WRITTEN TASK
Collect every line in the records that contains the string "rock" and copy each such line in full.
--- BEGIN ---
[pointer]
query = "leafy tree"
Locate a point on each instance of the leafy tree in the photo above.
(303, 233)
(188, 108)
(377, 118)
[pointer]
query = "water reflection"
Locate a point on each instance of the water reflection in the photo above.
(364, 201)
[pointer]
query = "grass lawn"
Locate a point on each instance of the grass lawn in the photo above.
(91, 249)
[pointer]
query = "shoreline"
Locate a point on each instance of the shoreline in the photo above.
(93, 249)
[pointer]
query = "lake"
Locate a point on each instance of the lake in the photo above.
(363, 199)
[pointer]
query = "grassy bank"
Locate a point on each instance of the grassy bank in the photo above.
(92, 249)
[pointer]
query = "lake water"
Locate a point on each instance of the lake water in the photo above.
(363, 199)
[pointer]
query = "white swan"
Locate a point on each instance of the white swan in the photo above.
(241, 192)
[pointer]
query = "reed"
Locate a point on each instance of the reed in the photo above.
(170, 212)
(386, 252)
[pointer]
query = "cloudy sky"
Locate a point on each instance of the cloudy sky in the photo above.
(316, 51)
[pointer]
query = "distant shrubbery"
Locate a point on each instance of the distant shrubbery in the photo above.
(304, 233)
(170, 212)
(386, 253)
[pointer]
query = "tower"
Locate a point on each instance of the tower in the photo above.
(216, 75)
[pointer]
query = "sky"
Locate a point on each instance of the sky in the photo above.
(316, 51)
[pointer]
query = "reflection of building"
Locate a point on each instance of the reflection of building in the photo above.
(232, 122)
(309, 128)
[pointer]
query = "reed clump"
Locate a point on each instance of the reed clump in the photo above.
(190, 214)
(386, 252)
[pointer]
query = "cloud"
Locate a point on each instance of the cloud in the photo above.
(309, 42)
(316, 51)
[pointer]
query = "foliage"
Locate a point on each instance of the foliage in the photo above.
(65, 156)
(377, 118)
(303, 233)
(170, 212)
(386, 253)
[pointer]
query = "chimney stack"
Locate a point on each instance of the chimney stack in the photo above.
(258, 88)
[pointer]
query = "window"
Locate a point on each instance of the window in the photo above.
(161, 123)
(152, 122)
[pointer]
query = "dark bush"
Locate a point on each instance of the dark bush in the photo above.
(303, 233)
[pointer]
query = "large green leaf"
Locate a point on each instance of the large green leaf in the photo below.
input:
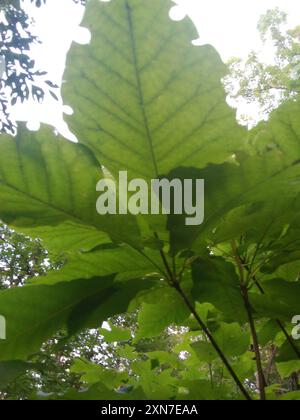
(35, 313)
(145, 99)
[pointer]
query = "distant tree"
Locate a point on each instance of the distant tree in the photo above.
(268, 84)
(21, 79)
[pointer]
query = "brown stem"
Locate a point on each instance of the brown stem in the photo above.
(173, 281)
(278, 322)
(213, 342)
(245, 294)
--- END ---
--- BEGIN ---
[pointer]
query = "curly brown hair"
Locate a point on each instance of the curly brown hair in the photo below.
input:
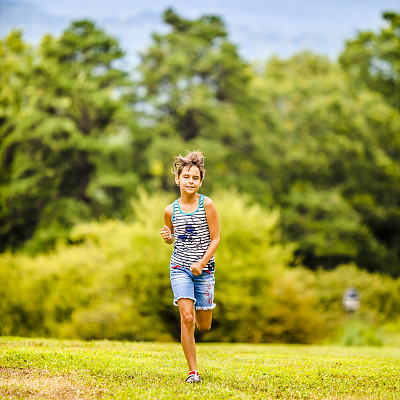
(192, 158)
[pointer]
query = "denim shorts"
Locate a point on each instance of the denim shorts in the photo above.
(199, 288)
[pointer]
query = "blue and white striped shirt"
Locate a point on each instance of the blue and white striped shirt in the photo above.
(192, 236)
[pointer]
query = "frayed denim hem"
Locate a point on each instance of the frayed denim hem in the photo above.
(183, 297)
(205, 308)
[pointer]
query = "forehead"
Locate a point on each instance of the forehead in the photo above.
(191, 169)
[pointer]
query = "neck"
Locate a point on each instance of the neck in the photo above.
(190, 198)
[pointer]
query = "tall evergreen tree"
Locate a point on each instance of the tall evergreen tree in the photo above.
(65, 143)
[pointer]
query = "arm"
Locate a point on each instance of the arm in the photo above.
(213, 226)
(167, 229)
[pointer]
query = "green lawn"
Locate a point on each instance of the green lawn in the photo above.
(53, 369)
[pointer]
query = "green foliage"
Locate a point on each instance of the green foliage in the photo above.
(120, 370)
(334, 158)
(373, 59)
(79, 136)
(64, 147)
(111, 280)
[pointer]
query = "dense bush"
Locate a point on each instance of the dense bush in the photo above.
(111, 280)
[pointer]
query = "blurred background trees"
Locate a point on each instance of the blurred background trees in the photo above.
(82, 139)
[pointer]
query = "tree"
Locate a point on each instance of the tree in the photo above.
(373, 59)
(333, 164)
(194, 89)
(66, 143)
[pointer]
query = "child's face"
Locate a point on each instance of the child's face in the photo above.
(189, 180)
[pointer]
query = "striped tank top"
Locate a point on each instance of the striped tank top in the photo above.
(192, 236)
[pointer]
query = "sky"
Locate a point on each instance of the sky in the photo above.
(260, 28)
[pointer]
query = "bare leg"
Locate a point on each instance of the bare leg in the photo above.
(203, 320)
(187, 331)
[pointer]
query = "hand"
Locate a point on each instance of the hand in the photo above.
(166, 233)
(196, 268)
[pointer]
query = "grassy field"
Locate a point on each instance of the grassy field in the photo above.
--- END ---
--- BEGIN ---
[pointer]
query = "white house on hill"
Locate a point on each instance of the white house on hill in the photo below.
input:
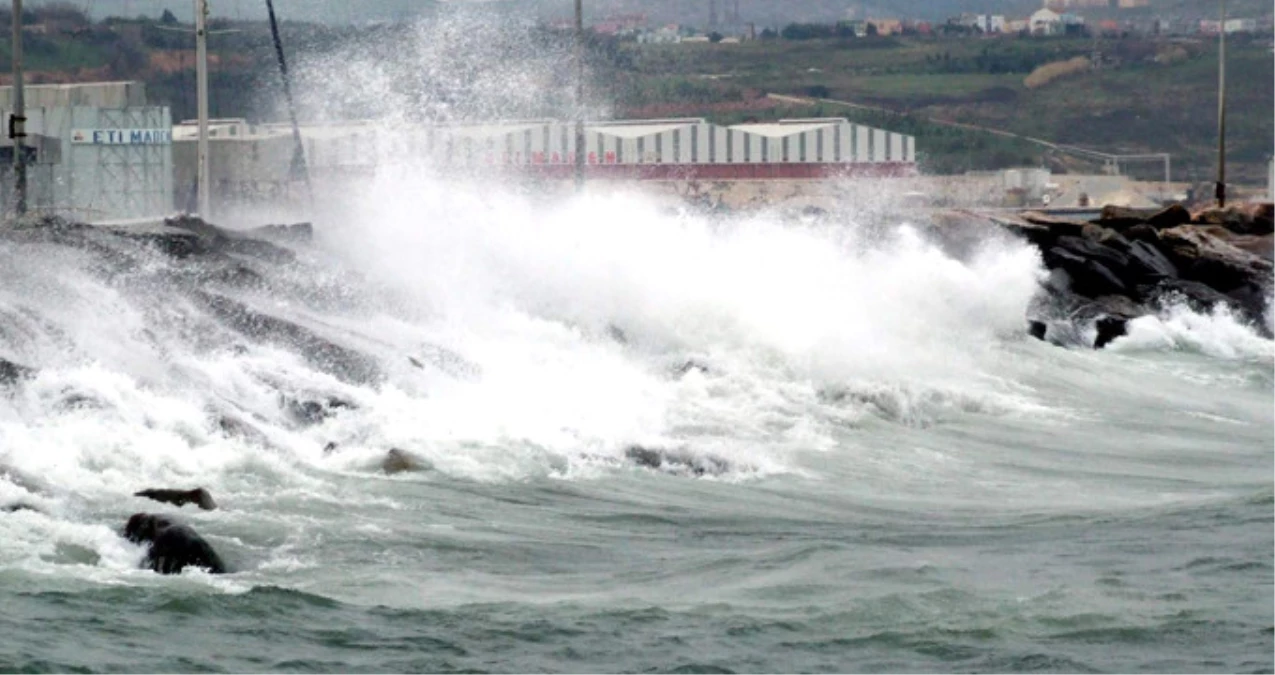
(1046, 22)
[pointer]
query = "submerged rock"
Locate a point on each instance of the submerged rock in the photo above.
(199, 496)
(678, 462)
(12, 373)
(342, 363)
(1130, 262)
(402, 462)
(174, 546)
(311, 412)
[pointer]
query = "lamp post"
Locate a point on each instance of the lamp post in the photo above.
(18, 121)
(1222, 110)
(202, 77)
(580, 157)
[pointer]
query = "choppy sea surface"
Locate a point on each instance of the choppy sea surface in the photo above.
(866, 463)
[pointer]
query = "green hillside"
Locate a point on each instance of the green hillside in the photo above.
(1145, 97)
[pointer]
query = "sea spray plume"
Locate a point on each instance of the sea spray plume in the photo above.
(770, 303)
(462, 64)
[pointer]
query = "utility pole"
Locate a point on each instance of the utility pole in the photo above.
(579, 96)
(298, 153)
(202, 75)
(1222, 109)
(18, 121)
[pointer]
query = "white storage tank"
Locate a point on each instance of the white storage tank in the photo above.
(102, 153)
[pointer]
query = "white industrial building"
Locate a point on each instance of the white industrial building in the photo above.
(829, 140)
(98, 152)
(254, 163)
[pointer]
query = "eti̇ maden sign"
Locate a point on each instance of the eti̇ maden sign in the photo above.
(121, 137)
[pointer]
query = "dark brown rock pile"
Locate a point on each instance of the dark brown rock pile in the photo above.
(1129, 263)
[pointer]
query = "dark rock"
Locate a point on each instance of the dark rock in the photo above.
--- END ---
PROBLEM SOLUTION
query = "submerged rock"
Locate a point on each instance of the submerged rock in the photo above.
query = "dark brown rock pile"
Locate a point on each instance of the dark brown rock pile in the photo above.
query = "dark rock"
Locate a point on each instance of the dark rock in the photo above.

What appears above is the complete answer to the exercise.